- What the task requires
Give back the lines of the records exactly, starting at the first and ending at the one with "Could you find the fried".

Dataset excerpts
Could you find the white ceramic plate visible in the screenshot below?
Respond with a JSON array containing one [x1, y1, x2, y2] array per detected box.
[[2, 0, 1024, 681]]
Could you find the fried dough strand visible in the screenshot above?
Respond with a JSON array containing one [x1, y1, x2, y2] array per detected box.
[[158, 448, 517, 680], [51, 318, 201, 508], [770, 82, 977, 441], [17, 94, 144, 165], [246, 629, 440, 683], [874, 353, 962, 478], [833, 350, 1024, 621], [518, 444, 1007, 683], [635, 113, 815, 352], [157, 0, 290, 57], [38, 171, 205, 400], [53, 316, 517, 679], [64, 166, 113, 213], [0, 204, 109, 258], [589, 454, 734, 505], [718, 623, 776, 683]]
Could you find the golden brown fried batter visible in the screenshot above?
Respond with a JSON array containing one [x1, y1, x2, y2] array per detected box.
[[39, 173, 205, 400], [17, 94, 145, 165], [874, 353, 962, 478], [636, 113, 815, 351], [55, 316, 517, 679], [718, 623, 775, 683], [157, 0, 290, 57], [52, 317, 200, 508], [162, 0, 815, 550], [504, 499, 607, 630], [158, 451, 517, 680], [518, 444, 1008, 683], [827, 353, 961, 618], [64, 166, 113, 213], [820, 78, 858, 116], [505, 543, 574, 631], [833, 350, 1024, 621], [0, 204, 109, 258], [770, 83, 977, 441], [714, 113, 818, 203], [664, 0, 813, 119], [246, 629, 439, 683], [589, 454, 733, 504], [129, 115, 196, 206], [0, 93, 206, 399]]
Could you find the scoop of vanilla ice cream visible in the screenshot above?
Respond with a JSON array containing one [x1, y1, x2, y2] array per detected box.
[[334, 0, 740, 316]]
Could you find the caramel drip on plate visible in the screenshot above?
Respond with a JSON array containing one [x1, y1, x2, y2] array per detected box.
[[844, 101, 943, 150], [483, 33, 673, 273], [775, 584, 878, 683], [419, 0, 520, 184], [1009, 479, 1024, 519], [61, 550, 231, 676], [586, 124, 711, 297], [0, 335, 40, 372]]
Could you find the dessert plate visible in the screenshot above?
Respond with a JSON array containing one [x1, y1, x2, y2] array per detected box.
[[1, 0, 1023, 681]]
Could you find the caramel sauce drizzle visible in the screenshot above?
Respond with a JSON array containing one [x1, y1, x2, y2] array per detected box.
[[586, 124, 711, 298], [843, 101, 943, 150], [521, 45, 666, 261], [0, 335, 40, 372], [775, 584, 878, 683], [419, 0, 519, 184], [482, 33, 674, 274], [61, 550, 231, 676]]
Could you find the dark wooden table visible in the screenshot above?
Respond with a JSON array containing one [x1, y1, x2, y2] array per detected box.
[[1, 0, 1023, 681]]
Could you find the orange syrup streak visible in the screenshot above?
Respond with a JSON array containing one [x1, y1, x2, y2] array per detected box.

- Solution for this problem
Could you find the white ceramic plate visible in the screenshot below?
Respond with a JSON array containing one [x1, y1, x2, y2] array per detected box.
[[2, 0, 1024, 681]]
Could you find the fried dough strand visible in the screenshot above?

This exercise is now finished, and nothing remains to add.